----- Stored rows -----
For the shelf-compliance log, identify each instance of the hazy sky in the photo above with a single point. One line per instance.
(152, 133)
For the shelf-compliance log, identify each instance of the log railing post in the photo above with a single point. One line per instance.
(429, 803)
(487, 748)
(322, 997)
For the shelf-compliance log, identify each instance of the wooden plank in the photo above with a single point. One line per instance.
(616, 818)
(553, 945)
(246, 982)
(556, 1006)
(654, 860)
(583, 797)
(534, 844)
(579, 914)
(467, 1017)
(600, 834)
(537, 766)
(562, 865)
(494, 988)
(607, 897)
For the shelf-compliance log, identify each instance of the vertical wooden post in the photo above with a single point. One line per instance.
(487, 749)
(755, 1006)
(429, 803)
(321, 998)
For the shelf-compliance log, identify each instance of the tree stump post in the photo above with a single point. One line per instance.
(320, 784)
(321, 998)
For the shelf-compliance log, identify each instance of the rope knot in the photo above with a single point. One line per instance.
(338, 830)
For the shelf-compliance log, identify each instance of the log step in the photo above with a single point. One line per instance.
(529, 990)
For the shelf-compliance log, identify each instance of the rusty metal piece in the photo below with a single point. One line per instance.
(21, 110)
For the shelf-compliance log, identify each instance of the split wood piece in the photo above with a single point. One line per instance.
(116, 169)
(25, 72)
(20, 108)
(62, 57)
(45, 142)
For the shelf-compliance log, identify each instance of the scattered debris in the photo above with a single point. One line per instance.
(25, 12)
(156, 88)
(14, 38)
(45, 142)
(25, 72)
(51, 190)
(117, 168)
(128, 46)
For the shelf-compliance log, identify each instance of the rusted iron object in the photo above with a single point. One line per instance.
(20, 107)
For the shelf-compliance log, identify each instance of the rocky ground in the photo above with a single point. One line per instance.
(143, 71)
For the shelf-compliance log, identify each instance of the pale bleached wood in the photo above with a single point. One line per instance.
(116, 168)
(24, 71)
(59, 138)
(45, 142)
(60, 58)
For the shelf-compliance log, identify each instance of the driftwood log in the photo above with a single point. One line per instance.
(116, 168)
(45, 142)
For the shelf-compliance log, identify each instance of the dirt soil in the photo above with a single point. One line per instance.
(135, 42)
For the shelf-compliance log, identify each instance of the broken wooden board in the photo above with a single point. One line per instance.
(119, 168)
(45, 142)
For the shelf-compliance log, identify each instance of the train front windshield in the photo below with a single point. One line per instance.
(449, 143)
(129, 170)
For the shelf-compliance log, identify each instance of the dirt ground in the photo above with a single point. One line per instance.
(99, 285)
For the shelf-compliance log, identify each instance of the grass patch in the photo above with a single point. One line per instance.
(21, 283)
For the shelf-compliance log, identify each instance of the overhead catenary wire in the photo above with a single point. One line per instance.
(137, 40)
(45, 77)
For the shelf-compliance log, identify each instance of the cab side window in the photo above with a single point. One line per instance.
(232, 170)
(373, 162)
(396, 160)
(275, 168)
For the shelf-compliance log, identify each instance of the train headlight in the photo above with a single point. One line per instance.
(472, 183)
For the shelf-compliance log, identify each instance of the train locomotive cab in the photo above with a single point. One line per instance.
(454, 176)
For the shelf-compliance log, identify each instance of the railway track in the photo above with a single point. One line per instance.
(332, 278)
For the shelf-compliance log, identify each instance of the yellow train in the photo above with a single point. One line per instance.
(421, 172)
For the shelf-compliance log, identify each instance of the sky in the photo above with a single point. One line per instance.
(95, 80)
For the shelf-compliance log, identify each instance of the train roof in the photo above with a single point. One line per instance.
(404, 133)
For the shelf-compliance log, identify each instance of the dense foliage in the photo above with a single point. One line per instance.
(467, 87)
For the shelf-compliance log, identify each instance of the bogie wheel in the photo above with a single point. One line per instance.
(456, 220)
-----
Goal:
Please write out all of the entries above again, swapping "shelf-compliance log" for "inventory log" and leaving every other word as it is.

Task solution:
For the inventory log, identify each instance of the hazy sky in the photo above with a single point. One line per instance.
(152, 133)
For the inventory log, identify each instance of the log railing post in the photo above with a single point. One line per instance.
(429, 803)
(487, 748)
(322, 997)
For the inventory log, identify each instance of the wooden plank in the photo above with a single point. One line per instance.
(616, 818)
(553, 945)
(246, 982)
(556, 1006)
(654, 860)
(583, 797)
(534, 844)
(579, 914)
(467, 1017)
(600, 834)
(537, 766)
(562, 865)
(494, 988)
(607, 897)
For the inventory log, identify each instance of the vertical wooden post in the photo above with a single point. One line per instance.
(487, 749)
(755, 1006)
(429, 803)
(321, 998)
For the inventory log, identify each instance of the tree stump post in the photo above with a single point. One line per instance.
(320, 784)
(321, 998)
For the inventory log, identify each instance of the rope knot in the photo above with a single point. One line per instance.
(338, 830)
For the inventory log, identify each instance of the log step in the photo above with a single point. One line per instance.
(529, 990)
For the inventory log, identify each instance of the rusty metal piece in the photo below with a single point. One line per instance.
(21, 110)
For the inventory log, identify each instance of the split wood piece in the photo above with a single point. One line per instance.
(116, 169)
(25, 72)
(20, 108)
(62, 57)
(45, 142)
For the inventory log, identify each instance of the scattered debris in the photo above with a single point. One line per instance.
(25, 12)
(156, 88)
(14, 38)
(45, 142)
(25, 72)
(51, 190)
(117, 168)
(128, 46)
For the inventory log, identify each instance of the rusted iron object in the photo above with a single point. One line per instance.
(20, 107)
For the inventory log, identify each instance of the rocky ground in the photo above with a single point. One line per instance.
(143, 71)
For the inventory log, identify each instance of the pale bleached wood in the photo above with a single point. One line per instance.
(116, 168)
(24, 71)
(59, 138)
(45, 142)
(60, 58)
For the inventory log, identify each instance of the driftwood log in the photo above with a single point. One line per instance.
(116, 168)
(45, 142)
For the inventory log, identify each instance of the dirt soil in the photo above with a single point. One line per instance.
(135, 42)
For the inventory log, identify each instance of the broken wooden board in the photo above with a single point. One line per instance.
(119, 168)
(45, 142)
For the inventory log, identify each instance of the train front windshield in the photo below with a single point. One line per instance.
(449, 143)
(129, 170)
For the inventory log, identify each instance of the dirt ground in the photo above with a single point. One line per instance.
(99, 285)
For the inventory log, identify each instance of the grass patch in the photo above with a single point. One line per instance.
(21, 283)
For the inventory log, identify each instance of the overhead catenary wire in the photo above with a single point. One line per instance.
(137, 40)
(45, 77)
For the inventory log, identify each instance of the cab side window in the photo above with a single point. One line per instance.
(232, 170)
(373, 162)
(396, 160)
(275, 168)
For the inventory log, identify each instance of the train headlight in the photo above with a single point. One line per instance.
(472, 183)
For the inventory log, identify each instance of the train locomotive cab in the photo above with a single point. One line per instance.
(454, 176)
For the inventory log, identify each instance of the railway track in the photo above with a single point. One line per instance.
(332, 278)
For the inventory log, identify each instance of the yellow train in the photo above with a single point. One line per instance.
(421, 172)
For the inventory log, identify each instance of the sky in the photo above with a single point. One line per instance.
(95, 80)
For the inventory log, identify each instance of the train roof in the photo above with a single point. One line per instance.
(404, 133)
For the inventory log, identify each instance of the dense foliage in the photo above with a single point. One line per instance.
(467, 87)
For the inventory log, identify each instance of the bogie wheel in the photo above with a single point. One line per instance.
(456, 220)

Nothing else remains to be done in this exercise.